# Directions
Rescale the stretch from the line containing "Target: red velvet chair back" through the line containing "x=23, y=400" and give only those lines again, requests included, with each coordinate in the answers multiplied by 1.5 and rounded to a whole number (halves round up). Leave the pictures out.

# Exercise materials
□ □ □ □ □ □ □

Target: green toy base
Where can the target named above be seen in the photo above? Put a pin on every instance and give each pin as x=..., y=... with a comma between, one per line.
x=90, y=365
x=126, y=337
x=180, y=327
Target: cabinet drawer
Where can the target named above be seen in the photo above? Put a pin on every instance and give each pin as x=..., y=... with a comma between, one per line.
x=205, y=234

□ □ □ □ □ □ □

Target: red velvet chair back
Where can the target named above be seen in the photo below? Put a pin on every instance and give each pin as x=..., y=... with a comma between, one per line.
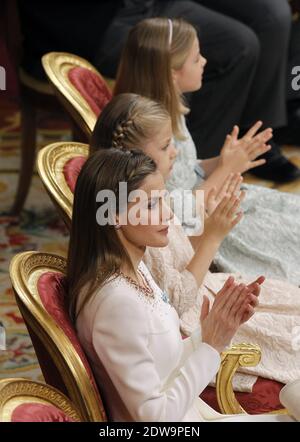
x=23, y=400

□ □ □ □ □ □ □

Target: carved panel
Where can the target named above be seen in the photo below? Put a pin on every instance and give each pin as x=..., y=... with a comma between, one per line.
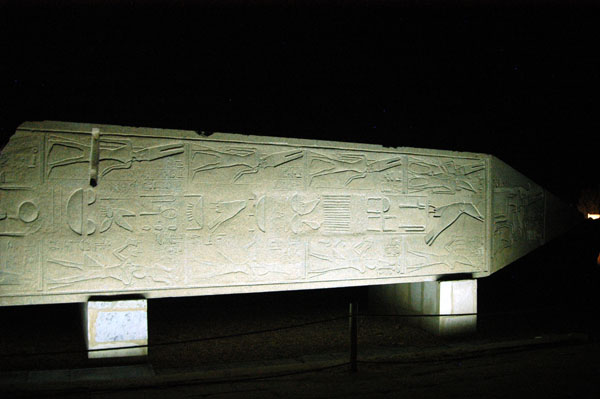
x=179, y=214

□ □ □ □ □ □ □

# Problem solution
Target: red velvet chair back
Where can the target named above be seen in the photo below? Put a pin on every instance and give each pin as x=..., y=... with a comma between, one per line.
x=35, y=600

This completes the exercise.